● Text passage:
□ □ □ □ □

To ensure that Ceph startup in the correct order you should do the following steps.

cp /usr/share/doc/pve-manager/examples/ceph.service /etc/systemd/system/ceph.service
systemctl daemon-reload
systemctl enable ceph.service

The first daemon which we start is the Monitor, but from now on we use systemd.

systemctl start ceph-mon@<MON-ID>.service
systemctl enable ceph-mon@<MON-ID>.service

Then start all OSD's on this node

systemctl start ceph-osd@<OSD-ID>.service

After your node has successful starts the daemons, delete the 'noout' flag. On the GUI or by this command.

ceph osd unset noout

Now check if you Ceph cluster is healthy.

ceph -s

The last thing what have been done is to purge the packet ceph. It is no problem if this packed stays, but then you get every day a error message from logrotate.

apt-get purge ceph
apt-get install  ceph-mon ceph-osd libleveldb1 libsnappy1

if so you can continue.

Upgrade all nodes

Now you must repeat this steps on the other nodes on your cluster, until all nodes are upgraded. Start over with Preparation

Set the tunables

Now you get a warning that you ceph cluster has 'legacy tunables'

ceph osd crush tunables hammer
ceph osd set require_jewel_osds

To get away this warning read carefully the following link and if you decide to set tunables read the text below before you apply this change.

Ceph warning when tunables are non optimal

If you set the tunable and your Ceph cluster is used you should do this when the cluster has the least load. Also try to use the backfill option to do this process slower.

Ceph Backfill

Important Do not set tunable to optimal because then krbd will not work. Set it to hammer it you want to use krbd (needed for containers)

□ □ □ □ □

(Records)
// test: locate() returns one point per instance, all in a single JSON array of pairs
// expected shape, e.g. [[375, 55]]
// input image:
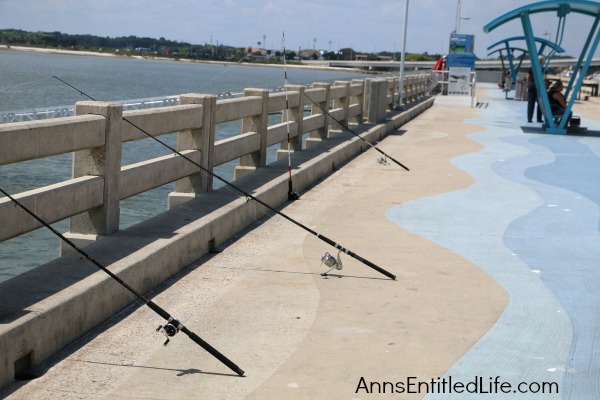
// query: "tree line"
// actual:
[[134, 45]]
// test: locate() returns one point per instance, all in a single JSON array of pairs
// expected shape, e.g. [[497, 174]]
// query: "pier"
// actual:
[[47, 308], [493, 237]]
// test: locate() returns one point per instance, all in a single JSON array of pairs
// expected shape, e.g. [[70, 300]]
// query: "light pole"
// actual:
[[402, 57], [458, 17]]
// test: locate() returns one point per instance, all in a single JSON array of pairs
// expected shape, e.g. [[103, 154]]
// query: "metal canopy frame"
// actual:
[[544, 43], [562, 9]]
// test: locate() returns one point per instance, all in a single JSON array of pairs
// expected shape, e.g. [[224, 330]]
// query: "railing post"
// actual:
[[377, 100], [320, 134], [359, 99], [343, 103], [256, 123], [295, 114], [390, 93], [202, 139], [104, 161]]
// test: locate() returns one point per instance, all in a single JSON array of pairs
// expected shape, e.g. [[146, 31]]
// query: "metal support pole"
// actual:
[[401, 88]]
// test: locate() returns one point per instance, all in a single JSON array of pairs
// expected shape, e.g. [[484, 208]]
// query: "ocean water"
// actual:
[[27, 83]]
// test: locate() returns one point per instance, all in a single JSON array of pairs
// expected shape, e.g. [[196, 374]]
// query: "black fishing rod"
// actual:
[[249, 196], [173, 325], [346, 127]]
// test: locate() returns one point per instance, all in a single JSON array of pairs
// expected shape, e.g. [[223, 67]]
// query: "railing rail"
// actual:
[[96, 133]]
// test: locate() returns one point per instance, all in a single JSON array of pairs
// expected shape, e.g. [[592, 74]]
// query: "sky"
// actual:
[[366, 26]]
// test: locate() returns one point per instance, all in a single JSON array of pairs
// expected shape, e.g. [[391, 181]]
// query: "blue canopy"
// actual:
[[562, 8], [510, 52]]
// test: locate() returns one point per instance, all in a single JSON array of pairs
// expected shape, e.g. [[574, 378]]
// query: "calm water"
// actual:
[[26, 83]]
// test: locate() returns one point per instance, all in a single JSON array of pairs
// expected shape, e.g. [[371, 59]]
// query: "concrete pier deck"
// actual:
[[493, 236]]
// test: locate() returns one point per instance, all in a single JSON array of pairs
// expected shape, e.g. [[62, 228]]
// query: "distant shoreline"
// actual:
[[154, 58]]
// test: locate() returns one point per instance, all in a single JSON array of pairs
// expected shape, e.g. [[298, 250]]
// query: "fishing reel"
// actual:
[[331, 262], [292, 196], [169, 329], [383, 161]]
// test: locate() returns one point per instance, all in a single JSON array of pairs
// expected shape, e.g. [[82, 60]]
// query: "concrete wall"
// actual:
[[47, 308]]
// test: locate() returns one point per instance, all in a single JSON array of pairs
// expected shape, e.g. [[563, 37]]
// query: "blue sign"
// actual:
[[466, 60], [462, 43]]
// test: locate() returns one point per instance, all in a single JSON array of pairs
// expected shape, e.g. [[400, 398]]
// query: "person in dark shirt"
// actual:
[[532, 95], [558, 103]]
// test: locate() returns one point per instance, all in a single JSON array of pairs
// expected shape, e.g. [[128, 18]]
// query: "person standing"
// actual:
[[532, 97]]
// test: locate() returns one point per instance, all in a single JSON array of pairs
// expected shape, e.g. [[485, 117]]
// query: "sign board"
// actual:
[[459, 80], [466, 60], [462, 43]]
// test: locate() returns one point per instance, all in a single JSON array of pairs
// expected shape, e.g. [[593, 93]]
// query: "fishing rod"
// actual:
[[249, 196], [291, 194], [382, 160], [172, 326]]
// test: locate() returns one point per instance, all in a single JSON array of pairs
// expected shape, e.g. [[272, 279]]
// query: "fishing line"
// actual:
[[291, 194], [249, 196], [173, 325], [346, 127]]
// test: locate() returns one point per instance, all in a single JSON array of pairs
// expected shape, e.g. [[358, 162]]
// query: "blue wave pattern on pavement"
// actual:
[[531, 221], [561, 242]]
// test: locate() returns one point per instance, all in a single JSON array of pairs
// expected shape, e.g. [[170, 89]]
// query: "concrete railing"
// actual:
[[199, 218], [95, 136]]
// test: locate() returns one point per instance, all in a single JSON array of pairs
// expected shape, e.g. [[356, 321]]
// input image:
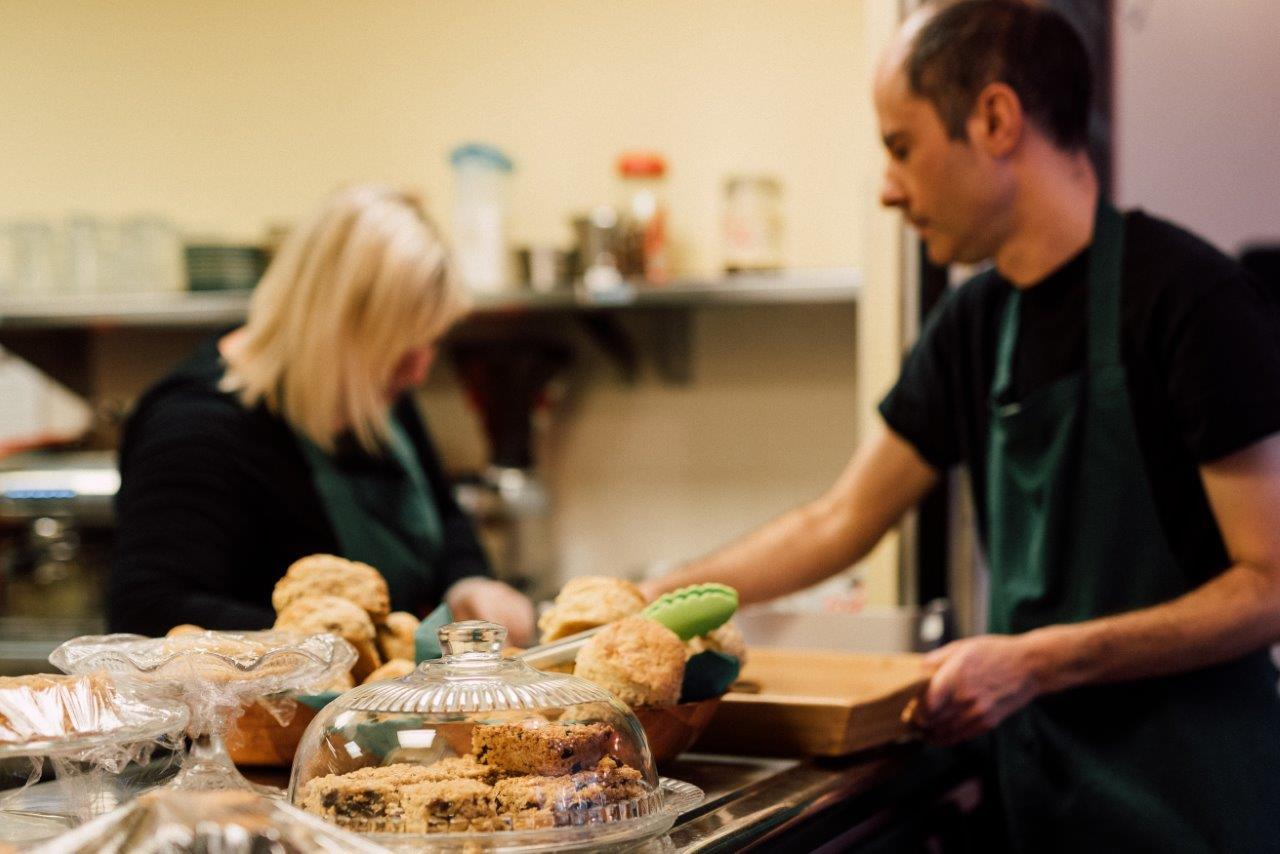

□ □ □ □ □

● Job 1:
According to the Ceph upgrade text, what happens if the tunables are set to optimal?
● Job 2:
How many lines of the listing contain the string "pole", with case counting? Give only the number.

● Expected output 1:
krbd will not work.

● Expected output 2:
2